Reproduce the part of the iron metabolism article that begins at the words "IMAGE: Kyoto University researchers" and stops after the words "in iron uptake.".

** Document section **
══════

Kyoto University identifies new regulator in iron metabolism in mice

Kyoto University


IMAGE: Kyoto University researchers identify Regnase-1, a gene previously thought to prevent autoimmune disease, as a key regulator in iron metabolism. view more 

Credit: Kyoto University

Kyoto, Japan -- Maintaining a good balance of iron in the body is necessary for health: too little can lead to anemia, but too much can cause debilitating disorders such as hemochromatosis.

The uptake and metabolism of iron in the body is one of the most tightly-controlled systems in mammals. Iron 'regulation' occurs at multiple levels, from controlling gene expression to degrees of protein synthesis, but some key factors have yet to be uncovered.

As described recently in Cell Reports, Kyoto University researchers have now identified a specific gene -- initially known to prevent autoimmune diseases -- as a key regulator in iron uptake.

"We found previously that when mice lack the gene Regnase-1 they suffer from severe autoimmune diseases and anemia," explains first author Masanori Yoshinaga.

"At first, we assumed that anemia was a secondary effect, but after detailed analysis we found that the two symptoms develop independently."

Continued study of mice with a Regnase-1 mutation revealed a functional defect in the principle site for iron absorption in the body, the duodenum, which is the first section of the small intestine, coming directly after the stomach.

"The next step was to find the role of Regnase-1 in iron-uptake maintenance. We started by looking at the most important iron-uptake gene, Transferrin Receptor 1, or TfR1," continues Yoshinaga.

══════

** Exercise data **
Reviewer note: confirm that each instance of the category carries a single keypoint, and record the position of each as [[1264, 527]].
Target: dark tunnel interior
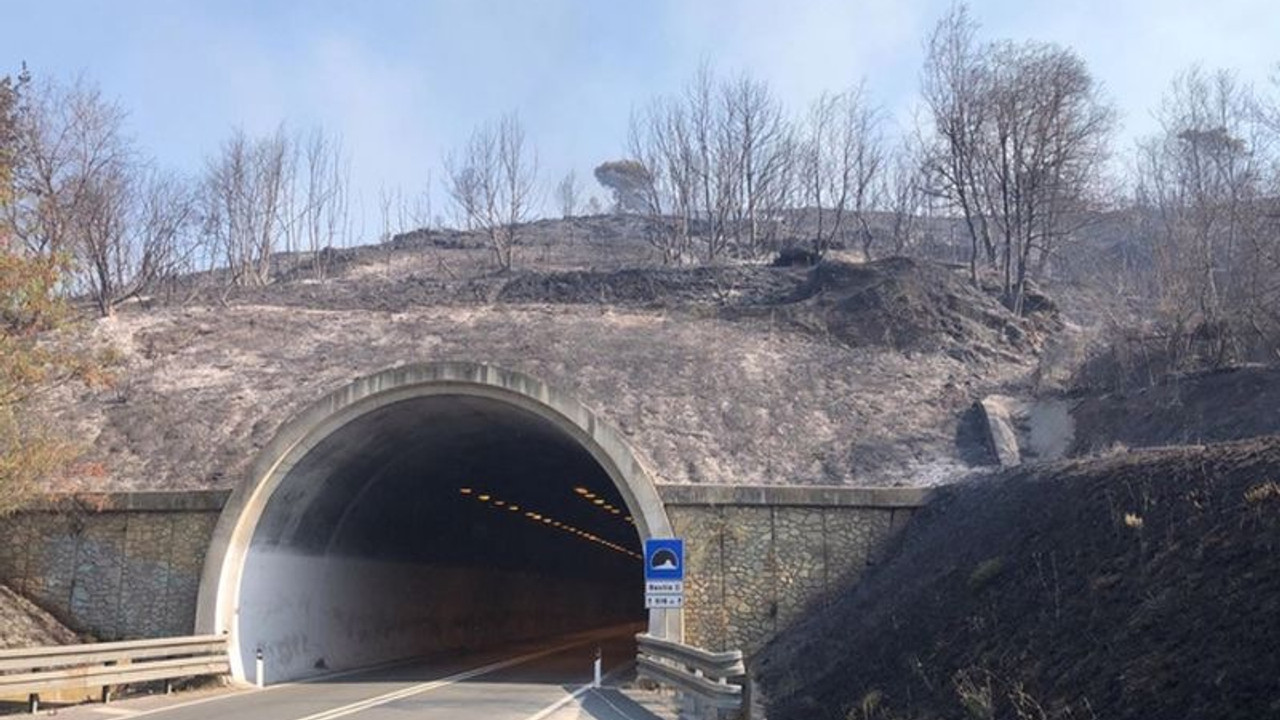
[[430, 525]]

══════

** Worked solution **
IMAGE: Kyoto University researchers identify Regnase-1, a gene previously thought to prevent autoimmune disease, as a key regulator in iron metabolism. view more 

Credit: Kyoto University

Kyoto, Japan -- Maintaining a good balance of iron in the body is necessary for health: too little can lead to anemia, but too much can cause debilitating disorders such as hemochromatosis.

The uptake and metabolism of iron in the body is one of the most tightly-controlled systems in mammals. Iron 'regulation' occurs at multiple levels, from controlling gene expression to degrees of protein synthesis, but some key factors have yet to be uncovered.

As described recently in Cell Reports, Kyoto University researchers have now identified a specific gene -- initially known to prevent autoimmune diseases -- as a key regulator in iron uptake.